[Sayfa alıntısı]
* * *
Bu cevabın verildiği günler,
seferberliğin olduğu ve herkesin karnını doyurmakta güçlük çektiği günlerdir ve
İttihat ve Terakki erkanı tarafından Büyükada’da verilen ziyafetlere,
hücumbotla İstanbul’dan dondurma getirildiği zamanlardır.
Evet, Dedem hakikati ifade
etmekten çekinmeyen, dosdoğru bir insandı. Bu özelliğini:
Şudur cihanda benim en
beğendiğim meslek:
Sözüm odun gibi olsun, hakikat
olsun tek!
şeklinde dile getiriyor. Yine
Onun, arkadaşı Eşref Kuşcubaşı’na sık sık söylediği şu söz de karakterini
yansıtır: “Allah’ın en çok sevdiği emek, zalime doğruyu söylemektir!..” diyor.
O meşhur dizesini herkes okuyor: Zulmü alkışlayamam, zalimi asla sevemem,
gelenin keyfi için geçmişe kalkıp sövemem, biri ecdadıma sövse, hatta boğarım –
boğamazsın ki!, hiç olmazsa yanımdan kovarım,” duygularını ifade ediyor. Evet,
Dedemin haksızlığa hiç tahammülü yoktur; karşısında iktidarın hâkim güçleri
olsa da... Hele bin bir badireler ve fakr u zaruret içinde kıvranan milletin
sırtından geçinenlere karşı hiç mi hiç tahammülü yok. Bir gün ona, “Hiç
sevmediğiniz kimlerdir?” diye sorulduğunda, o:
“Geçmişlerinin vatan hesabına
on parası geçmemiş, bir damla kanı dökülmemiş, bir hizmeti sebketmemiş olduğu
halde ağzını memleketin temiz kan damarlarından birisine yamayarak emmekte olan
serseri tufeyliler yok mu, işte en sevmediğim bunlardır,” cevabını veriyor.
Dedemin bu doğruluk ve
pervasızlığı hayatı boyunca hep birilerini rahatsız etmiş ve önü manialarla
kesilmeye çalışılmıştır. Bu yüzden dergisi Sebilürreşad sık sık kapatılmıştır.
İşte bu günlerin birinde
Sadrazam Talat Paşa, Mehmet Akif ile Eşref Edib’i nezarete (bakanlığa) davet
ediyor. Bir ara söz arasında Talat Paşa: “Akif Bey, şu Merkez-i Umûmi’dekilerle
anlaşsan olmaz mı?” diyerek Ziya Gökalp ve yanındakileri kastedince, hiddetle
yerinden fırlayan ve ellerini sadrazamın masası üzerine koyan Akif, “Sen bizi
bunun için mi çağırdın? Anlaşmak ne demektir? Bizim şahsi bir emelimiz, bir
gayemiz mi var? Bizi simsar mı zannettin? Teessüf ederim,” diyerek selam bile
vermeden çıkıp gider. Akif’in arkasından bakakalan Talât Paşa’nın dudaklarından
şunlar dökülür: “Edirne’de tanıdığım aynı Akif, hiç değişmemiş.”
* * *
[Satır listesi]
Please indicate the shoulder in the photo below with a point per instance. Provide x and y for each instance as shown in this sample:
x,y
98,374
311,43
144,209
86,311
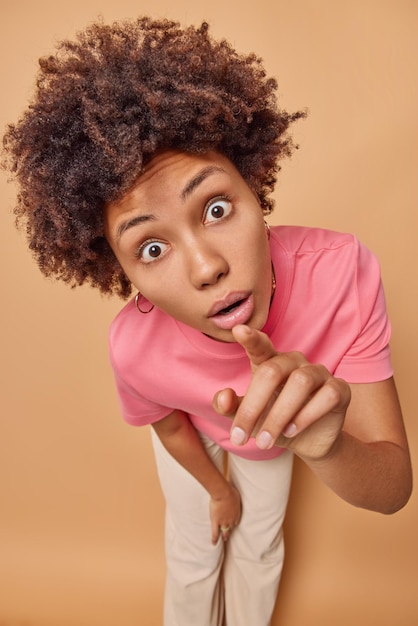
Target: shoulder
* * *
[Verilen görevler]
a – Mehmet Akif'i anlatan metne göre Sebilürreşad dergisi neden sık sık kapatılmıştır? Bir ile üç cümle arasında açıklayın.
b – Aşağıdaki ifadeler Mehmet Akif'i anlatan metinle uyuşuyor mu? Her biri için evet ya da hayır deyin ve metinden belirleyici sözleri aynen alıntılayın.
(i) Talat Paşa, Mehmet Akif ile Eşref Edib'i nezarete davet etmiştir.
(ii) Akif, Talat Paşa'nın yanından selamlaşarak ayrılmıştır.
(iii) Talat Paşa, Akif'in Edirne'den bu yana değiştiğini söylemiştir.
c – Mehmet Akif'i anlatan metni kaldığı yerden sürdürün.
Bu görevler için satırlara gerek yoktur.

[Çözülmüş görevler]
a – Akif'in doğruluğu ve pervasızlığı hayatı boyunca hep birilerini rahatsız etmiş, önü manialarla kesilmeye çalışılmıştır. Sebilürreşad bu yüzden sık sık kapatılmıştır.

b –
(i) Evet: "Sadrazam Talat Paşa, Mehmet Akif ile Eşref Edib’i nezarete (bakanlığa) davet ediyor."
(ii) Hayır: "selam bile vermeden çıkıp gider."
(iii) Hayır: "Edirne’de tanıdığım aynı Akif, hiç değişmemiş."

c –
Evet, Dedem Akif, bulunduğu
cemiyetten farklı buutlarda yaşayan bir insandır ve böyle davranışlara hiç
tahammülü yoktur. İçten içe çürüyen İhtiyar Çınar’ın içinde adeta
yapayalnızdır. Cemiyetteki bozuklukları görüp insanlar arasındaki
münasebetlerdeki riyakârlık ve sahte tavırlara dayanamaz ve bir gün şu itirafta
bulunur:
“Artık ikiyüzlüleri sever
oldum; çünkü yaşadıkça yirmi yüzlüler görmeye başladım.”
Akif bir ahlak kahramanıdır.
Ona bu hükmü, onunla otuz beş sene hemhal olmuş bir dostu verecektir ve bu
hükme varmadan, yıllarca onun kusurlarını, falsolarını araştırdıktan sonra şu
itirafta bulunacaktır:
“İlk tanıdığım zaman ona
inanmadım. Bir insan bu kadar temiz olamazdı. Fena aktör, melek rolünü
oynamaktan bir gün yorulacaktı. Gayr-i Tabiî bir faziletten yorulan yüzünü bir
gün görecektim. Fakat otuz beş senedir bu gün gelmedi.
27 Aralık 1936 pazar akşamı 63
yaşının içindeyken: “Ne mutlu bana, Peygamberimin (sav) yaşında öleceğim,”
dedikten sonra Hakk’ın rahmetine kavuşuyor.
Âkif’in karşılaştığı en ağır
suçlama ise, Balkan Harbi sırasında düşmanın Türk halkına reva gördüğü
eziyetler karşısında “Tükürün yüzüne bu medeniyetin” dediği için bu aydınlar
tarafından “geri kafalı adam” suçlamasına maruz bırakılmıştı. Mahalle kahvesine
hücum etmiş, orada vakit öldürüp tembellik yapanları eleştirdiği için bu kahvelerde
vakit öldürmeyi entelektüel faaliyet sayanlar tarafından geleneklere saygısı
olmayan “züppe” olarak yorumlanıyordu.
1908 Temmuzunda sokağa
fırlayan mitingcileri eleştirdiği için, “hürriyete düşman zavallı” olarak
isimlendirildi.
Halide Edip’in önerdiği
Amerikan mandasına karşı çıktığı için, azınlıklar tarafından Orta Çağ kafalı
tehlikeli bir adam olarak değerlendiriliyordu.
Mısır’da entari giyip dolaşmak
yerine ceket, pantolon ve frenkgömleği giydiği gerekçesiyle “Hıristiyan Akif,
gavur Akif” olarak tanımlanıyordu.
En ilginç iddia, Akif’in şapka
giymemek için Mısır’a gittiğiydi. Oysa Mehmet Akif’in Mısır’a gittiği yıllarda
şapka devrimi henüz yapılmamıştı ve Cumhuriyet Meclisinin milletvekilleri fes
giyiyordu.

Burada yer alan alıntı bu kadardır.